[Entries from a point annotation set]
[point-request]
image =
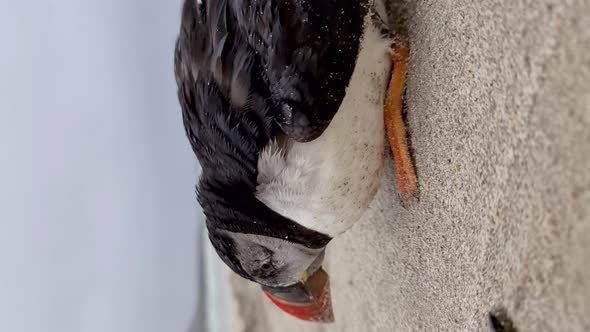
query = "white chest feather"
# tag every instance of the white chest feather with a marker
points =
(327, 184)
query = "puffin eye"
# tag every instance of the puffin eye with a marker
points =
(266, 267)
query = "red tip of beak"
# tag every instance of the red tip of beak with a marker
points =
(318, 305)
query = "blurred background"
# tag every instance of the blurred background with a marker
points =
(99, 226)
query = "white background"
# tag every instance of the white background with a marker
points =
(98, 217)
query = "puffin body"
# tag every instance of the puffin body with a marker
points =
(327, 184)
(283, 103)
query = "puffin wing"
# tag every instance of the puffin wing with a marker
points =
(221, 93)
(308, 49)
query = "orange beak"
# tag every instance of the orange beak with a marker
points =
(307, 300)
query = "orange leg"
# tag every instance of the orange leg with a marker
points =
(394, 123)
...
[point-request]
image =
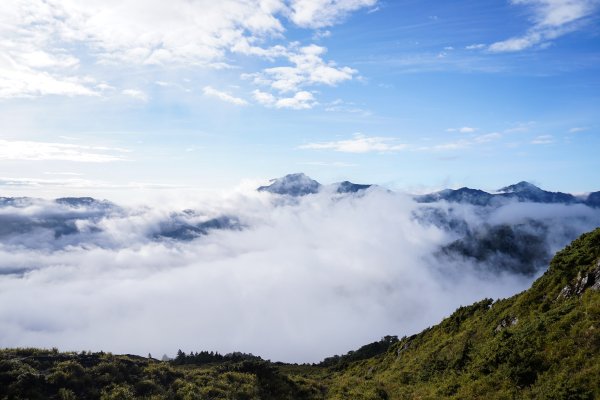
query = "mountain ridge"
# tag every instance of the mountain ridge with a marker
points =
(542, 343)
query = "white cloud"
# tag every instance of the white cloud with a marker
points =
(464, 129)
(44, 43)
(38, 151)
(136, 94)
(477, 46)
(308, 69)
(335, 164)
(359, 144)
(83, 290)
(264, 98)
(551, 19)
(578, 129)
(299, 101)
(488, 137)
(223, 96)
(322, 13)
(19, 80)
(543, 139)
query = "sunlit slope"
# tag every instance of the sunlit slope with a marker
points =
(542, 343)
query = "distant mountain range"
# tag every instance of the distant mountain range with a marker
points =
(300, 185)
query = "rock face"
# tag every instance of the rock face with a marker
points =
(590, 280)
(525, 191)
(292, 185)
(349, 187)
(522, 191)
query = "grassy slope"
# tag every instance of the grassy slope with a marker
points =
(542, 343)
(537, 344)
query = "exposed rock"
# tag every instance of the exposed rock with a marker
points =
---
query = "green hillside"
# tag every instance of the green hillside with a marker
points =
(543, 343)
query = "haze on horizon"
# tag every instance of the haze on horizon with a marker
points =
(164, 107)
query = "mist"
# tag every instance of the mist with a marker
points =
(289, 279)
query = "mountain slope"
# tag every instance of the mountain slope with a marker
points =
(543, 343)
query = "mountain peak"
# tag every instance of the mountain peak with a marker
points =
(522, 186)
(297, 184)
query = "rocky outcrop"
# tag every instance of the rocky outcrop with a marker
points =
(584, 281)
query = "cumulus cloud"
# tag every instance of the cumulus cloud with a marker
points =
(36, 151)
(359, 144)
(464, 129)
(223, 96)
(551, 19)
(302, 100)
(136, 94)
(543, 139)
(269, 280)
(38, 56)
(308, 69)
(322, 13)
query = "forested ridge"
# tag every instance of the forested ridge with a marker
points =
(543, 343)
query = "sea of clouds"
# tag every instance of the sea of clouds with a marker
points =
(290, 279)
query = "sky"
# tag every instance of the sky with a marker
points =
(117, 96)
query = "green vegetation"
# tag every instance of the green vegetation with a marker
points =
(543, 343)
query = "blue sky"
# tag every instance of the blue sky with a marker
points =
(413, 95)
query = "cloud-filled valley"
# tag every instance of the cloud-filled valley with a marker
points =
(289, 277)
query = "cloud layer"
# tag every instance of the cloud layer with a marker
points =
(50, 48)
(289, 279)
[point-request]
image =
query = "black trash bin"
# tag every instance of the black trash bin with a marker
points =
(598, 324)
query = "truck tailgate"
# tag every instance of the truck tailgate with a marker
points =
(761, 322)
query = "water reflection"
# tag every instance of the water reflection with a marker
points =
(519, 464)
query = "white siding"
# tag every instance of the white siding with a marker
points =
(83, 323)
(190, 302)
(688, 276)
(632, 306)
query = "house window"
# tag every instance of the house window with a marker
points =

**Short exercise:**
Pick out each row above that contains the string "mist", and copy those rows.

**Exercise answer:**
query = "mist"
# tag every instance of the mist with a marker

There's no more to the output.